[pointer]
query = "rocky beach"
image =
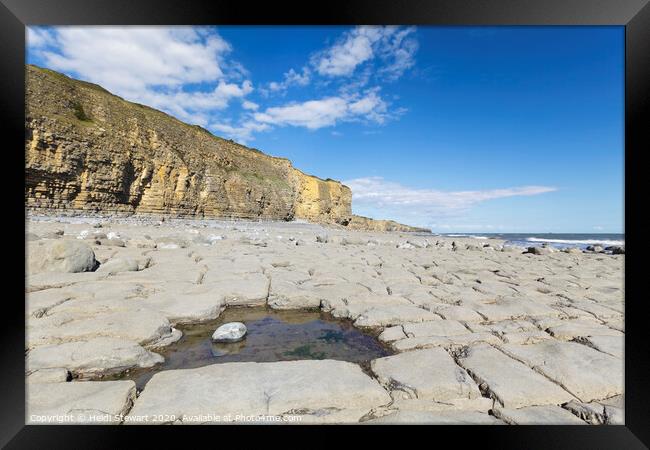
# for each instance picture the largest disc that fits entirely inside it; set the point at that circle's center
(475, 332)
(177, 277)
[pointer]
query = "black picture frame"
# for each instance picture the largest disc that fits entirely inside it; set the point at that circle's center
(634, 15)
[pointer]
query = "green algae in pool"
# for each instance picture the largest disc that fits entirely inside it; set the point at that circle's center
(272, 336)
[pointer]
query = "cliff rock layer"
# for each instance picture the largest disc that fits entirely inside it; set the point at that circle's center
(366, 224)
(87, 149)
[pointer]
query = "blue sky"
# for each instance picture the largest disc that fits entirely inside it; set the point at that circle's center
(460, 129)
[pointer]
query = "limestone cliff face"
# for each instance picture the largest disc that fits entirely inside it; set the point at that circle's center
(87, 149)
(367, 224)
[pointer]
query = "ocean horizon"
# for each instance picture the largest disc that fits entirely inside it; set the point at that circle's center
(558, 240)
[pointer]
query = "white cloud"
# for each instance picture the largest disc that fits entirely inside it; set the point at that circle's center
(314, 114)
(394, 46)
(290, 78)
(150, 65)
(185, 71)
(247, 104)
(345, 56)
(424, 204)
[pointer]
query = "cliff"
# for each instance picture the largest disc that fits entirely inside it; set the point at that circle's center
(87, 149)
(367, 224)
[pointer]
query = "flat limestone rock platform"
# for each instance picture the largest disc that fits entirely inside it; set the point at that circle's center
(485, 326)
(226, 392)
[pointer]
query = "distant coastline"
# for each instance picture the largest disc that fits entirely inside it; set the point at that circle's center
(557, 240)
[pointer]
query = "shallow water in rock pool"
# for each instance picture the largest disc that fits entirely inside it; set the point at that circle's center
(272, 336)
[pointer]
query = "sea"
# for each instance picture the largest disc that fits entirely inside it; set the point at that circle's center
(557, 240)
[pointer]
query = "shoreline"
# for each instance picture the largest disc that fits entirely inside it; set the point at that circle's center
(442, 309)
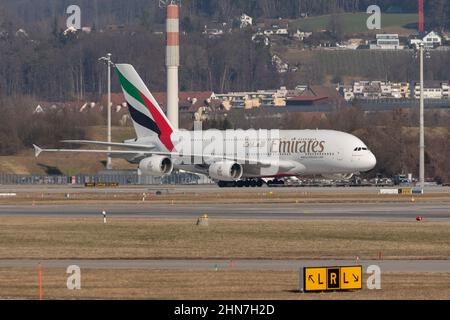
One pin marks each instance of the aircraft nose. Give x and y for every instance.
(370, 162)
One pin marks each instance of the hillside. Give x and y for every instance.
(356, 23)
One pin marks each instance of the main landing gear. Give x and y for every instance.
(249, 183)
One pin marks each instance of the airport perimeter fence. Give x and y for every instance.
(120, 178)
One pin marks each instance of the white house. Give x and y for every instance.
(246, 21)
(432, 90)
(431, 40)
(282, 32)
(387, 42)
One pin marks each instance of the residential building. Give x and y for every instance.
(387, 42)
(246, 21)
(432, 90)
(431, 40)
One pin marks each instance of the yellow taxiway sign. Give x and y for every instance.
(332, 278)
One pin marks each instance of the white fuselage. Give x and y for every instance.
(275, 153)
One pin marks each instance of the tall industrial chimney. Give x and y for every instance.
(173, 62)
(421, 18)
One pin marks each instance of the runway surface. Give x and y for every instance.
(353, 211)
(198, 188)
(441, 266)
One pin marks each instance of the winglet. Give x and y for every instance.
(37, 150)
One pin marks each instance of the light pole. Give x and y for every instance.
(109, 63)
(422, 121)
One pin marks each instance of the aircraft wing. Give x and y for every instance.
(286, 165)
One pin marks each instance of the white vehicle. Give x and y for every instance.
(256, 156)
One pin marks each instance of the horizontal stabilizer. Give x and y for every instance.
(133, 146)
(37, 150)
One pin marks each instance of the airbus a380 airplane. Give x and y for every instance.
(232, 157)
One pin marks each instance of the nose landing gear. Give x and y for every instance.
(253, 183)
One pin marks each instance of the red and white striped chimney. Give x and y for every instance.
(173, 62)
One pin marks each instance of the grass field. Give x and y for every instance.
(89, 238)
(191, 196)
(357, 23)
(210, 285)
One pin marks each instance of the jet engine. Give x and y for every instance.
(156, 166)
(338, 176)
(226, 171)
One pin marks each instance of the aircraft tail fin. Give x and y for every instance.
(148, 117)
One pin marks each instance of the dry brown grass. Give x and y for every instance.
(89, 238)
(228, 284)
(221, 196)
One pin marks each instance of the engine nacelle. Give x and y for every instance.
(156, 166)
(226, 171)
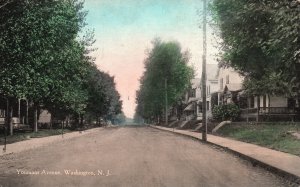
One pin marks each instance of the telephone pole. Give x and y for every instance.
(204, 122)
(166, 98)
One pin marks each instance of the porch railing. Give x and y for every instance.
(271, 111)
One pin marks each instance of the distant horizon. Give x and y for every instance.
(124, 31)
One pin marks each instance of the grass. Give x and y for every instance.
(21, 136)
(274, 136)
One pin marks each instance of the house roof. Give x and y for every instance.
(212, 71)
(190, 107)
(195, 83)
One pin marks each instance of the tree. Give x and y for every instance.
(103, 98)
(40, 55)
(165, 62)
(260, 39)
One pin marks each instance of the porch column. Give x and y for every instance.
(258, 108)
(27, 121)
(248, 106)
(19, 109)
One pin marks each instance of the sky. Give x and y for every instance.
(124, 30)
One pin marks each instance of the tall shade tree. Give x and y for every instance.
(165, 63)
(39, 51)
(261, 40)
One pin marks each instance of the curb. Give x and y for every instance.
(283, 174)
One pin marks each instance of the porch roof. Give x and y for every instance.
(233, 87)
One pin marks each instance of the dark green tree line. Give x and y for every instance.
(42, 57)
(261, 40)
(166, 65)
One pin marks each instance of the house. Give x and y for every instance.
(259, 108)
(192, 110)
(230, 85)
(212, 87)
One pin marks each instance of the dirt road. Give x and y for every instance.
(130, 156)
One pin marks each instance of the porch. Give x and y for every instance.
(270, 114)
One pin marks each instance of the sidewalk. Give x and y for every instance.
(284, 164)
(39, 142)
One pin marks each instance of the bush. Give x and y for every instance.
(226, 112)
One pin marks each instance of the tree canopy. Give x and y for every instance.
(261, 40)
(165, 62)
(44, 60)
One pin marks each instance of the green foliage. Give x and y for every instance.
(274, 136)
(43, 59)
(261, 40)
(226, 112)
(103, 98)
(165, 62)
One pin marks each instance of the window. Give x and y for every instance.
(192, 93)
(264, 101)
(221, 84)
(227, 79)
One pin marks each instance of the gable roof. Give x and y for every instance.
(195, 83)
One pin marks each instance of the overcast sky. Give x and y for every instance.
(124, 30)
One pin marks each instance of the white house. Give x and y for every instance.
(264, 106)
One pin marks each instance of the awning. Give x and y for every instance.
(190, 107)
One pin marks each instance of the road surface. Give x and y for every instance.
(131, 156)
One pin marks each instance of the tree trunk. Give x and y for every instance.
(11, 128)
(35, 119)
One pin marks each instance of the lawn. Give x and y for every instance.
(21, 136)
(274, 135)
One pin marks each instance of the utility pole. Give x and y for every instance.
(204, 121)
(166, 97)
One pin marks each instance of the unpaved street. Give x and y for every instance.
(130, 156)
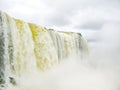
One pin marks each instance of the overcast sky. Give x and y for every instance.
(95, 19)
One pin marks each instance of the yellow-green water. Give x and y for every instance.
(28, 51)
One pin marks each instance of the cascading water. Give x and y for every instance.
(26, 49)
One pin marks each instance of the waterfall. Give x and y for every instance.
(27, 48)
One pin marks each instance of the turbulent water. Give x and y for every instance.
(27, 49)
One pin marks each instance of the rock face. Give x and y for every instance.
(27, 48)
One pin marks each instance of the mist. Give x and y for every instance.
(98, 71)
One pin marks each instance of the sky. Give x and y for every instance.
(99, 23)
(97, 20)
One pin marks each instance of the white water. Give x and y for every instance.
(29, 51)
(44, 60)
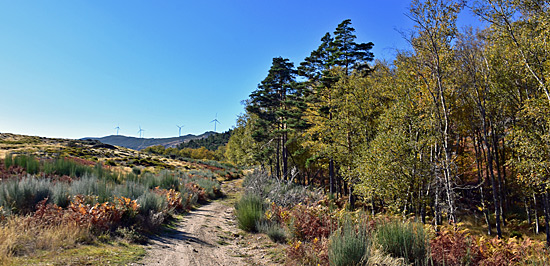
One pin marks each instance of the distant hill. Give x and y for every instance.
(142, 143)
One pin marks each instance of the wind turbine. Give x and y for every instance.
(215, 121)
(179, 127)
(140, 130)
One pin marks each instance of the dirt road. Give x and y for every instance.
(209, 236)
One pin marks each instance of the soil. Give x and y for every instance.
(209, 236)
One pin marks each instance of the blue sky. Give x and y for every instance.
(75, 69)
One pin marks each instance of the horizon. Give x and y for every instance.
(81, 69)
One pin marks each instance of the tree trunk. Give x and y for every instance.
(537, 223)
(285, 155)
(500, 180)
(546, 218)
(331, 176)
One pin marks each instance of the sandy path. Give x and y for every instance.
(209, 236)
(203, 237)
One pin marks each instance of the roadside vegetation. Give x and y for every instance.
(441, 155)
(52, 206)
(319, 232)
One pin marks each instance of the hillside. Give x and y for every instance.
(142, 143)
(212, 142)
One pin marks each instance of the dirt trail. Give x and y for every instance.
(209, 236)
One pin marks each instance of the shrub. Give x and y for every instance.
(211, 187)
(60, 195)
(21, 196)
(282, 193)
(308, 223)
(308, 253)
(249, 211)
(453, 247)
(130, 190)
(272, 229)
(404, 240)
(8, 161)
(91, 185)
(348, 245)
(168, 180)
(151, 203)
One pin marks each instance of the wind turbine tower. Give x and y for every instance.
(179, 132)
(215, 121)
(140, 130)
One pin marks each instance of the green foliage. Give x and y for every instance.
(249, 210)
(282, 193)
(92, 185)
(8, 161)
(130, 189)
(212, 142)
(21, 196)
(349, 245)
(66, 167)
(404, 240)
(151, 203)
(211, 187)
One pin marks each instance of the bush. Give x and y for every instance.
(130, 190)
(282, 193)
(60, 195)
(31, 165)
(151, 203)
(404, 240)
(348, 245)
(211, 187)
(308, 223)
(91, 185)
(249, 210)
(272, 229)
(21, 196)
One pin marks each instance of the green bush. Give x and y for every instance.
(249, 210)
(151, 203)
(60, 195)
(129, 189)
(31, 165)
(91, 185)
(168, 180)
(21, 196)
(211, 187)
(404, 240)
(8, 161)
(349, 245)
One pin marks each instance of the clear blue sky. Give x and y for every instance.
(75, 69)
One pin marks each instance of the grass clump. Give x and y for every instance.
(404, 240)
(249, 211)
(349, 245)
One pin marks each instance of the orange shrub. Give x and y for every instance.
(309, 223)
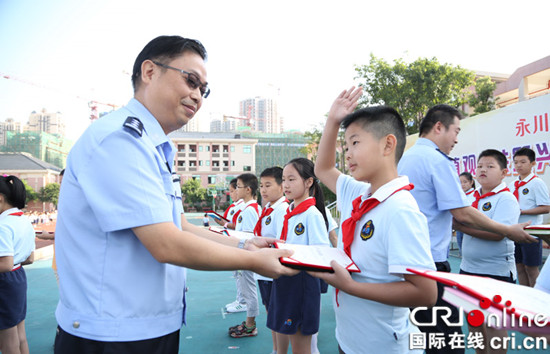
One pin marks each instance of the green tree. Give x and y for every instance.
(314, 137)
(49, 193)
(31, 194)
(413, 88)
(193, 193)
(482, 99)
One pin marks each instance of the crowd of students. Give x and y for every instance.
(397, 209)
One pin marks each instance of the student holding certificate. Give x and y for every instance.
(383, 230)
(295, 303)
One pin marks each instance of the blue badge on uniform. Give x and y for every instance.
(367, 230)
(299, 229)
(134, 124)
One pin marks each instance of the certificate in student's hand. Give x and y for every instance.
(316, 258)
(216, 216)
(239, 234)
(540, 231)
(506, 305)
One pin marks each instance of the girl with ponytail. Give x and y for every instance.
(16, 249)
(295, 302)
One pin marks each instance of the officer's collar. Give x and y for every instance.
(150, 123)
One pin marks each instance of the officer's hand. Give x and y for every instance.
(340, 279)
(267, 263)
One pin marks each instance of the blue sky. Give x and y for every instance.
(76, 51)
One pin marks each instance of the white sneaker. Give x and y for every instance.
(232, 304)
(237, 308)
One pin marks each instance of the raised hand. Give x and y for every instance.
(345, 104)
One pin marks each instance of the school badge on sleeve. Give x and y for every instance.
(367, 230)
(299, 229)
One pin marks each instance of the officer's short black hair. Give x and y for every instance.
(276, 172)
(497, 155)
(165, 48)
(439, 113)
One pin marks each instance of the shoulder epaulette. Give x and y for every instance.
(134, 124)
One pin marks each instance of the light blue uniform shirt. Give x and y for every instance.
(111, 287)
(436, 190)
(16, 236)
(483, 256)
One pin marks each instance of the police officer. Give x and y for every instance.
(119, 241)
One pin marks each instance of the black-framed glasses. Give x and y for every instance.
(192, 80)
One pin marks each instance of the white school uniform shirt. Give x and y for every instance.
(531, 195)
(492, 257)
(16, 236)
(273, 224)
(235, 208)
(470, 195)
(398, 238)
(247, 219)
(543, 280)
(307, 228)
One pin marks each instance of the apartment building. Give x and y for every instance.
(214, 158)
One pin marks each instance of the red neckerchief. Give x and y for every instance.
(518, 184)
(227, 211)
(258, 228)
(478, 196)
(360, 209)
(265, 212)
(254, 205)
(303, 206)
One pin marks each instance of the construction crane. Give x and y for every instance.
(93, 105)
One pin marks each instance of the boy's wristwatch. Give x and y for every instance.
(241, 243)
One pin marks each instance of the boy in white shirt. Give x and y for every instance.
(532, 194)
(383, 230)
(270, 222)
(485, 253)
(247, 185)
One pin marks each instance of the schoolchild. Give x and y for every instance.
(233, 209)
(247, 185)
(534, 202)
(294, 307)
(16, 249)
(383, 230)
(231, 214)
(270, 223)
(468, 185)
(440, 198)
(485, 253)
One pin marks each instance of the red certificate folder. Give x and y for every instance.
(316, 258)
(540, 231)
(239, 234)
(215, 215)
(504, 305)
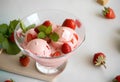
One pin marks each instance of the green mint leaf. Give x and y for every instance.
(48, 30)
(54, 36)
(30, 26)
(42, 28)
(5, 43)
(12, 26)
(41, 35)
(4, 28)
(22, 26)
(1, 37)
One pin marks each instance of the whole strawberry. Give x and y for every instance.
(117, 79)
(47, 23)
(66, 48)
(70, 23)
(99, 59)
(56, 54)
(11, 38)
(24, 60)
(108, 13)
(10, 80)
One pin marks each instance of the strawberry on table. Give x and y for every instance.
(99, 59)
(66, 48)
(56, 54)
(70, 23)
(109, 13)
(24, 60)
(10, 80)
(47, 23)
(11, 38)
(117, 79)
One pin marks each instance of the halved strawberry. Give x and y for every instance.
(24, 60)
(47, 23)
(56, 54)
(69, 23)
(99, 59)
(66, 48)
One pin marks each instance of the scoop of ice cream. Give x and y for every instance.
(39, 47)
(67, 35)
(30, 35)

- Prompt
Which lines of the entries above contain the string "limestone"? Copy each one.

- Answer for this exercise
query = "limestone cliff face"
query = "flat limestone rock platform"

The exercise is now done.